Extracted data entries
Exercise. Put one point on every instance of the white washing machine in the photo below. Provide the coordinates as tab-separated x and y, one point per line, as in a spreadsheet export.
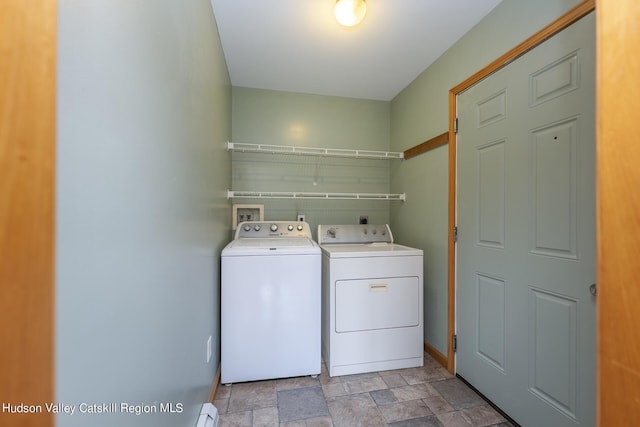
372	300
270	303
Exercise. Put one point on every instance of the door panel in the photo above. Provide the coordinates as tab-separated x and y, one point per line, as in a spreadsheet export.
526	242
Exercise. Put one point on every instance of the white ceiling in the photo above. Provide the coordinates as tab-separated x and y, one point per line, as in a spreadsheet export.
297	45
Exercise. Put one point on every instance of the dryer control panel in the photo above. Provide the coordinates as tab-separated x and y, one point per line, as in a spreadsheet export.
354	233
273	229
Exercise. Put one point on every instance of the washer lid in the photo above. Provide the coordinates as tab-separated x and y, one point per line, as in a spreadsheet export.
270	246
367	250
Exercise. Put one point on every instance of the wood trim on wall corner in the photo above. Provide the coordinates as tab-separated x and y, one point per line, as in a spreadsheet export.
435	142
548	31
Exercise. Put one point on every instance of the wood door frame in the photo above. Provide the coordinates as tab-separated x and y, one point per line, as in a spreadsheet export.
618	212
27	207
555	27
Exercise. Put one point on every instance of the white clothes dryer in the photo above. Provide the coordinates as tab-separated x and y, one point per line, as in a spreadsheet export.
372	300
270	303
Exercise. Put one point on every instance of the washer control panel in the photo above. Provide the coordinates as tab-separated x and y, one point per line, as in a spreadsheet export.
262	229
354	233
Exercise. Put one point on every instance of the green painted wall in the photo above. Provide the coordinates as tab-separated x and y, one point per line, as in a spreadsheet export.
420	112
143	110
294	119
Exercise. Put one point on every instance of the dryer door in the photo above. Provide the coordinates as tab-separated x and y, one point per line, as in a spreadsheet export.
381	303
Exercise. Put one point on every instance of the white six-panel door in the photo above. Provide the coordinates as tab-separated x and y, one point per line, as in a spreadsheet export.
526	242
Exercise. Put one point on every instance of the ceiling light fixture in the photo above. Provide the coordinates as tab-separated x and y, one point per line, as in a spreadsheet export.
350	13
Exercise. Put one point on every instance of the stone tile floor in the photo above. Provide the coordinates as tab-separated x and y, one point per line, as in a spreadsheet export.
426	396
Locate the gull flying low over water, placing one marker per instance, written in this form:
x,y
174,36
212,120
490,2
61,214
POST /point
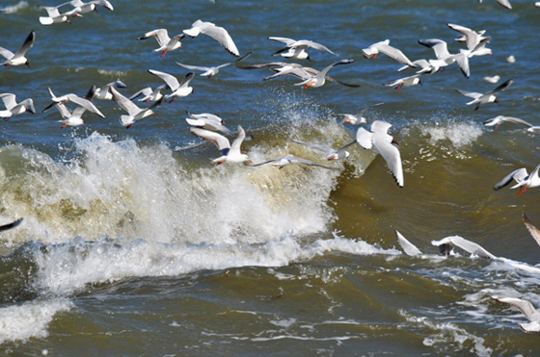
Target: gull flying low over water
x,y
149,94
14,108
208,121
103,92
293,69
165,42
229,152
522,178
379,138
471,38
179,89
500,119
444,58
445,246
83,102
318,80
134,112
290,159
74,118
373,51
297,48
406,81
504,3
331,153
55,17
86,7
527,309
483,98
211,71
357,119
217,33
18,58
535,232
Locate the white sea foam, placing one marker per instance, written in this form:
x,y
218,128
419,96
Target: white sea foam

- _WHAT TO DO_
Repeat the data exactly, excluding the pictures.

- _ANSWER FOR THE TASK_
Exercise. Put one point on every instance of the white washing machine in the photo below. Provide the coordinates as tab-separated x and y, one point per line, as in a spreadsheet export.
372	300
270	303
Exercise. Put one point on every instance of the door panel in the photo above. Provide the coordinates as tab-separated x and y, one point per line, as in a spreadsheet export.
526	242
Exercise. Put one point on every instance of the white ceiling in the photo above. Provide the coordinates as tab-separated x and y, one point per line, as in a spreadsheet export.
297	45
Exercise. Put one point on every instance of the dryer control panel in the photo above. Provide the coordinates as tab-separated x and y, one point per line, as in a spreadsheet export.
354	233
273	229
Exercise. Put one point on every instance of the washer lid in the photo above. Provide the coordinates as tab-separated x and y, one point per line, as in a spreadsheet export.
270	246
367	250
Exercise. Put one point on every instance of the wood trim on wall corner in the photo above. Provide the coordinates as tab-separated x and y, one point per line, as in a spreadsheet export.
435	142
548	31
Exercise. Put one point on every instance of the wood door frame in the photo above. Provide the coordinates as tab-separated x and y, one point per line, as in a spreadsheet export.
618	212
27	207
555	27
Exercise. Put one point on every instance of the white clothes dryer in the photo above. Provide the coordinates as tab-separated x and y, one point per line, as in a spreadsheet export.
372	300
270	303
Exercise. Put one point on every instance of the washer control panel in the photo above. Provide the coordinates as tab-separated x and y, one point per line, as in a spreadsheet export.
262	229
354	233
Exercise. Put one point on every instance of the green painted wall in the photo above. Provide the coordinates as tab-separated x and y, one point per line, as in a spreadsheet export.
420	112
143	110
294	119
Exercise. Put one point on every instance of the dryer door in the photo above. Provide the coordinates as tab-separated x and y, one point per line, as in a spreadsheet export.
381	303
Exercise. Put one point on every instance of the white six-panel door in the photo above. Provide the coordinates as tab-separated x and y, one point per line, as in a spreadsheet export.
526	242
Exercise. Put one point on every instance of the ceiling light fixture in the photo above. Provide the coordinates as tab-separated x and y, one point per line, as in a spreadsheet export.
350	13
Exercise. Put one point on every instance of the stone tile floor in the photo above. Provide the coordinates as tab-separated x and y, one point per line, as in a spreadsheet export.
426	396
Locate the gull flying low over water, placing one marker per instance, written in this form:
x,y
174,36
212,120
490,2
61,214
POST /point
Target: gull flying low over water
x,y
149,94
14,108
208,121
103,92
293,69
165,42
229,152
522,178
379,138
471,38
179,89
500,119
444,58
445,246
83,102
318,80
134,112
290,159
74,118
373,51
297,48
406,81
504,3
331,153
55,17
86,7
527,309
483,98
211,71
357,119
217,33
18,58
535,232
Locate the white sea foam, placing one marker per instance, written in this form:
x,y
218,128
419,96
Target: white sea foam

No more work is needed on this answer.